**Passage provided:**
====

Table 3 3-Step Check
Step 1: Obtain Step 1: Obtain Step 3: Copy
You must obtain original acceptable documents. You must check that they are genuine, that the person presenting them is the prospective employee or employee, the rightful holder and allowed to do the type of work you are offering. You must make a clear copy of each document in a format which cannot later be altered, and retain the copy securely: electronically or in hardcopy.  You must also make a contemporaneous record of the date on which you conducted your check.  If this is recorded separately to the copy documents, it should also include a description of the documents checked.
How: You must ask for and be given original documents from either List A or List B of acceptable documents.

How: You must check:

  1. photographs and dates of birth are consistent across documents and with the person’s appearance in order to detect impersonation;
  2. expiry dates for leave have not passed;
  3. any work restrictions to determine if they are allowed to do the type of work on offer (for students who have limited permission to work during term-times, you must also obtain, copy and retain details of their academic term and vacation times covering the duration of their period of study in the U.K. for which they will be employed);
  4. the documents are genuine, have not been tampered with and belong to the holder; and
  5. the reasons for any different names across documents (e.g. marriage certificate, divorce decree, deed poll).  Supporting documents should also be photocopied and the copy retained.

====

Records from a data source
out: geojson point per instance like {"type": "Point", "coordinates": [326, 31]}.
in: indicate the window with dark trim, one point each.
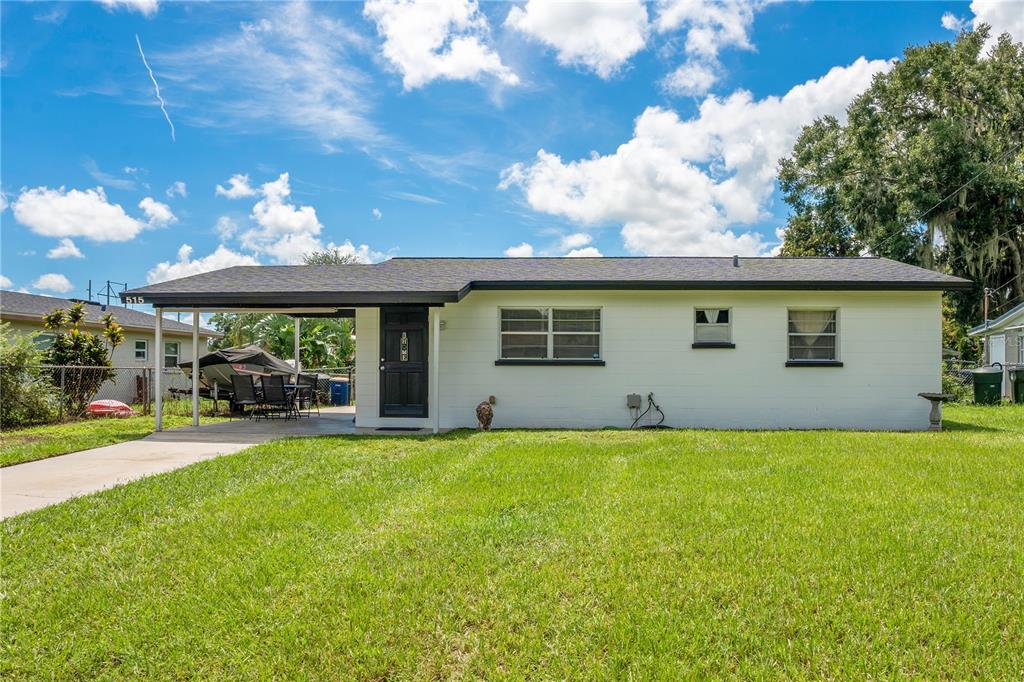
{"type": "Point", "coordinates": [712, 327]}
{"type": "Point", "coordinates": [813, 336]}
{"type": "Point", "coordinates": [172, 353]}
{"type": "Point", "coordinates": [550, 334]}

====

**What is being asked:** From the document check passage, copy out the part that begins with the words containing "Table 3 3-Step" and ends with "of acceptable documents.".

**Written response:**
Table 3 3-Step Check
Step 1: Obtain Step 1: Obtain Step 3: Copy
You must obtain original acceptable documents. You must check that they are genuine, that the person presenting them is the prospective employee or employee, the rightful holder and allowed to do the type of work you are offering. You must make a clear copy of each document in a format which cannot later be altered, and retain the copy securely: electronically or in hardcopy.  You must also make a contemporaneous record of the date on which you conducted your check.  If this is recorded separately to the copy documents, it should also include a description of the documents checked.
How: You must ask for and be given original documents from either List A or List B of acceptable documents.